Selected passage –
=== Begin Enclosure ===

Another approach is to convert your BLASTN hits to sorted BED, using awk
and sort-bed
:
$ awk -v FS="\t" -v OFS="\t" '{print($2, ($7-1), $8, $1, $11)}' blastHits.mtx | sort-bed - > blastHits.bed
Use gff2bed
to make a sorted BED file from GENCODE annotations, e.g., assuming you are working in hg38
:
$ wget -qO- ftp://ftp.ebi.ac.uk/pub/databases/gencode/Gencode_human/release_33/gencode.v33.basic.annotation.gff3.gz \
| gunzip -c - \
| gff2bed - \
| grep -w gene - \
> gencode.v33.genes.bed
Repeat for other genomes/sources of annotations.
Then map the BLAST hits to genes with bedmap
:
$ bedmap --echo --echo-map-id-uniq --skip-unmapped --delim '\t' blastHits.bed gencode.v33.genes.bed > answer.bed
The file answer.bed
will contain each BLAST hit that has overlaps with one or more GENCODE gene annotations, along with their IDs. Hits without overlapping genes are left out of the result; if those are needed, just take out the --skip-unmapped
option.

=== End Enclosure ===

Directions –
- 1) Copy out the part of the BLAST-to-genes instructions that opens with the words containing "Another approach is" and closes with "genomes/sources of annotations.". Keep every character as it appears.
- 2) Pick up the instructions for mapping BLAST hits to gene annotations right after their last sentence and keep writing them.

Data below –
=== Begin Enclosure ===

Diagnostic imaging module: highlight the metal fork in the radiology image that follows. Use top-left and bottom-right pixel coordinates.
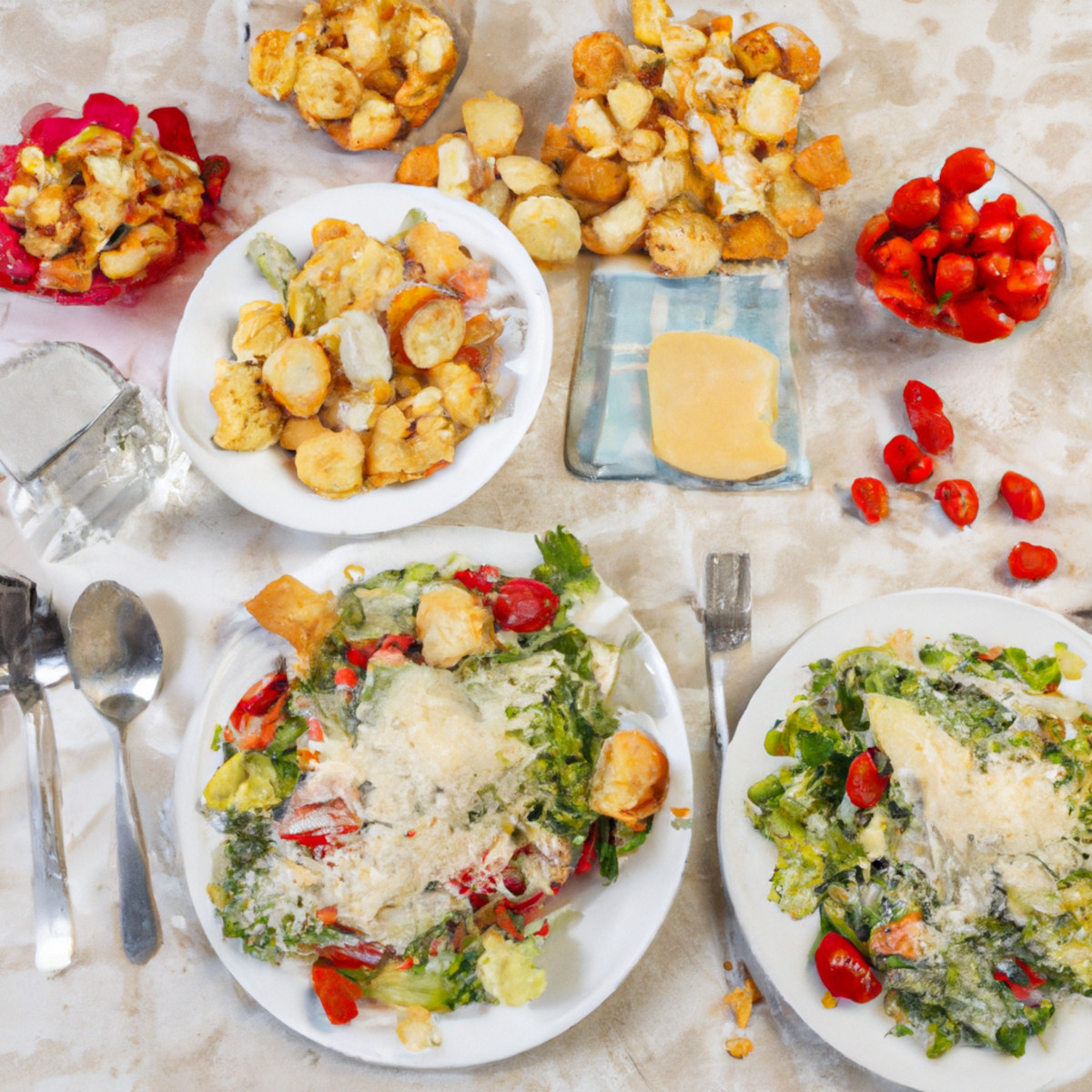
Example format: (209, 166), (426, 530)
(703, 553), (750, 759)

=== End Enclosure ===

Numbered responses –
- 1)
Another approach is to convert your BLASTN hits to sorted BED, using awk
and sort-bed
:
$ awk -v FS="\t" -v OFS="\t" '{print($2, ($7-1), $8, $1, $11)}' blastHits.mtx | sort-bed - > blastHits.bed
Use gff2bed
to make a sorted BED file from GENCODE annotations, e.g., assuming you are working in hg38
:
$ wget -qO- ftp://ftp.ebi.ac.uk/pub/databases/gencode/Gencode_human/release_33/gencode.v33.basic.annotation.gff3.gz \
| gunzip -c - \
| gff2bed - \
| grep -w gene - \
> gencode.v33.genes.bed
Repeat for other genomes/sources of annotations.

- 2)
You'd repeat the map step for the other eight of your nine genomes/assemblies (assuming I am reading your question correctly).
If you'd want to automate that, you'd need to do some scripting work, i.e., using a for
loop or its equivalent in whatever language you're most comfortable in (Python, bash, etc.). Genome browsers probably won't help here, as you'd still need to manually load hits in for each genome, separately.
Thank you, I will have a look into the bedtools intersect!